# [Travail à faire]
(A) Recopiez fidèlement le passage du texte sur les inscriptions électorales au Cameroun qui commence à « Comment comprendre qu’il » et se termine à « l’on dénombre souvent. ».
(B) Restituez à l'identique les lignes du listing, en commençant par celle qui contient « Request = tag one keypoint per instance of the neighboring » et en terminant par la dernière ligne du listing, ces deux lignes comprises.

En quatre mois, Elecam dit avoir inscrit environ 3 millions d’électeurs, soit moins de la moitié des estimations au moment du lancement. Qu’est-ce qui peut justifier ce faible nombre d’inscrits ?

Nous sommes dans un pays où la population aime la politique, où le peuple est totalement acquis à l’idée de démocratie depuis les origines. Aux élections de 1957, il y avait près d’un million d’électeurs qui marchaient parfois cinq à six heures à pieds pour aller voter. Nous n’avons pas à faire à un manque de volonté. Le seul problème des Camerounais, c’est d’être certains que lorsqu’ils votent, le bulletin qu’ils mettent dans l’urne influence le résultat final.

Face aux élections, il y a deux espèces de citoyens camerounais aujourd’hui : il y a les militants du Rdpc qui se disent que dans tous les cas, les élites règleront ça, chacun dans ses urnes, et il y a les autres, qui se disent que dans tous les cas, tout est plié. Conséquence aucune des deux espèces ne se préoccupe de s’inscrire. Il faut un nouveau pacte de confiance entre la classe politique et la population. Ce n’est pas la carte d’identité qui fait problème comme on l’a fait croire au président de la République.

La carte d’identité gratuite nous fait courir d’ailleurs un problème peut être plus épineux. Il semblerait que ceux qui en profitent le plus sont les Nigérians qui règlent une fois pour toutes la question de leur séjour au Cameroun. D’aucuns pointent également du doigt la faiblesse des partis politiques, qui ne proposent pas aux Camerounais, des solutions à leurs problèmes réels…
 
Il y a, c’est vrai, un problème d’offre politique et idéologique au Cameroun aujourd’hui. Comment concevez-vous qu’il n’y ait pas un véritable parti de gauche ? Je ne parle pas de la gauche en acculturé français ou européen, je parle d’un parti qui prendrait en compte les préoccupations des paysans, des ouvriers, des femmes, des minorités, des laissés pour compte ?

Comment comprendre qu’il n’y en ait pas un qui fasse de l’écologie une préoccupation primordiale ? Bien sûr le Sdf est membre de l’Internationale socialiste, mais cette Internationale n’a plus rien de socialiste depuis plus de 50 ans. C’est devenu un fourre-tout. Mais je n’accuse pas les partis politiques. Il faut même parfois leur tirer un coup de chapeau. Etre dans l’opposition pendant 20 ou 30 ans n’est pas chose aisée. Je parle des quatre ou cinq partis qui résistent au temps, et pas des 200 partis politiques saisonniers que l’on dénombre souvent.

# [Extraits de données]
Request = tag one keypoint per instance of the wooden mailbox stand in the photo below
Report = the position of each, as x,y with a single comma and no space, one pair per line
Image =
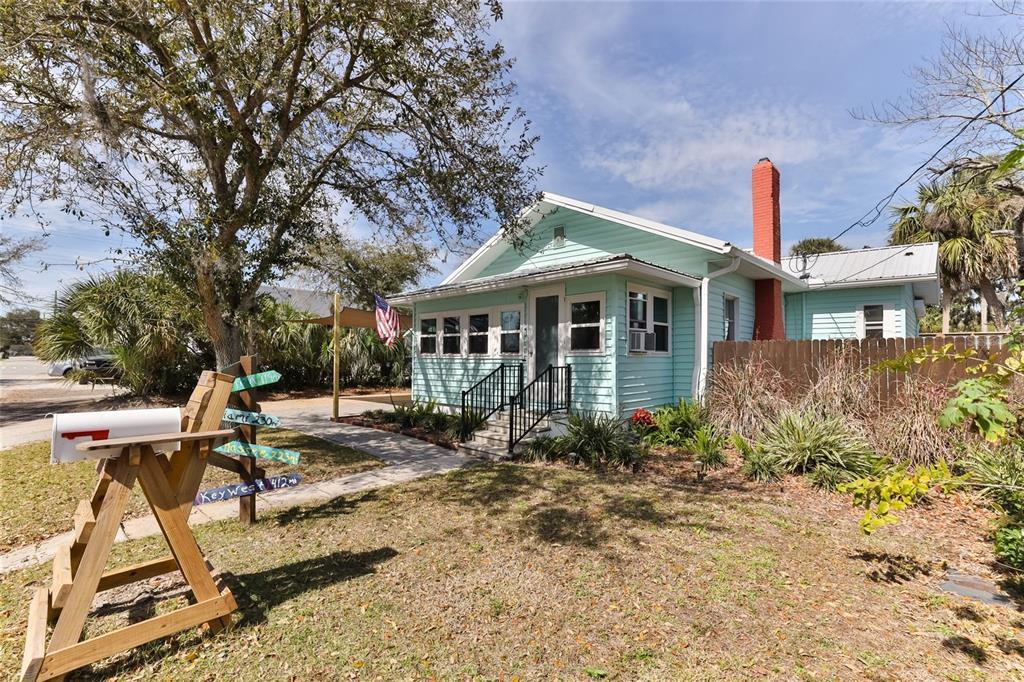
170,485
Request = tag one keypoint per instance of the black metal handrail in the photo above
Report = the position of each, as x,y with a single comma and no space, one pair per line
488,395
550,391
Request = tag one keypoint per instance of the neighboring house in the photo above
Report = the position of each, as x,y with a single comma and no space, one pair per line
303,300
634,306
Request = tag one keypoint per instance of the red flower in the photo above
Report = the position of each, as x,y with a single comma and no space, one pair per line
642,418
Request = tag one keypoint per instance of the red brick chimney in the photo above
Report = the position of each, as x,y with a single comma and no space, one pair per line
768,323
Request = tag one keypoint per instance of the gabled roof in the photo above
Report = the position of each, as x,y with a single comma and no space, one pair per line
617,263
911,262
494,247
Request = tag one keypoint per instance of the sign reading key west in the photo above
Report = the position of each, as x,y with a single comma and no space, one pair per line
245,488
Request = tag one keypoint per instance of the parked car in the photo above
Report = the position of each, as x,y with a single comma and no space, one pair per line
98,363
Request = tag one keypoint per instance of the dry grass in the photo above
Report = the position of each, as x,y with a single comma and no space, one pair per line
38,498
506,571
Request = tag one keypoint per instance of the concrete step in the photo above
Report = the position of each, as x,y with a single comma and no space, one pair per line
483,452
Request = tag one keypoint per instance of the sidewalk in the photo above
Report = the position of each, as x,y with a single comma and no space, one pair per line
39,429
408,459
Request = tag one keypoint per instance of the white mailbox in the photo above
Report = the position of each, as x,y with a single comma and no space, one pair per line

# [Corrigé des exercices]
(A)
Comment comprendre qu’il n’y en ait pas un qui fasse de l’écologie une préoccupation primordiale ? Bien sûr le Sdf est membre de l’Internationale socialiste, mais cette Internationale n’a plus rien de socialiste depuis plus de 50 ans. C’est devenu un fourre-tout. Mais je n’accuse pas les partis politiques. Il faut même parfois leur tirer un coup de chapeau. Etre dans l’opposition pendant 20 ou 30 ans n’est pas chose aisée. Je parle des quatre ou cinq partis qui résistent au temps, et pas des 200 partis politiques saisonniers que l’on dénombre souvent.

(B)
Request = tag one keypoint per instance of the neighboring house in the photo above
Report = the position of each, as x,y with a single comma and no space, one pair per line
303,300
634,306
Request = tag one keypoint per instance of the red flower in the photo above
Report = the position of each, as x,y with a single comma and no space, one pair per line
642,418
Request = tag one keypoint per instance of the red brick chimney in the photo above
Report = the position of each, as x,y with a single comma and no space, one pair per line
768,323
Request = tag one keypoint per instance of the gabled roof in the photo above
Report = the position of each, as x,y with a single comma and no space, one pair per line
617,263
911,262
494,247
Request = tag one keypoint per instance of the sign reading key west in the photo above
Report = the position of each, as x,y with a single comma and no space, one pair per line
245,488
Request = tag one keypoint per instance of the parked car in the photo above
Report = the position of each, as x,y with a single comma and no space, one pair per line
98,363
Request = tag one keypoint per instance of the dry grass in the photo above
Report = the position of each, as x,y with a single comma and no space, one pair per line
38,498
506,571
Request = tag one keypoint per instance of the concrete step in the photo above
Report = the position of each, as x,y with a single comma and no space, one pair per line
483,452
Request = tag one keypoint per instance of the sidewalk in the photo above
Report = the position of each, as x,y with a single comma and no space, one pair per line
39,429
408,459
Request = tag one keypoint per instance of the white mailbox in the photo above
Report = the position of each, as x,y with a single comma and no space, one pair per line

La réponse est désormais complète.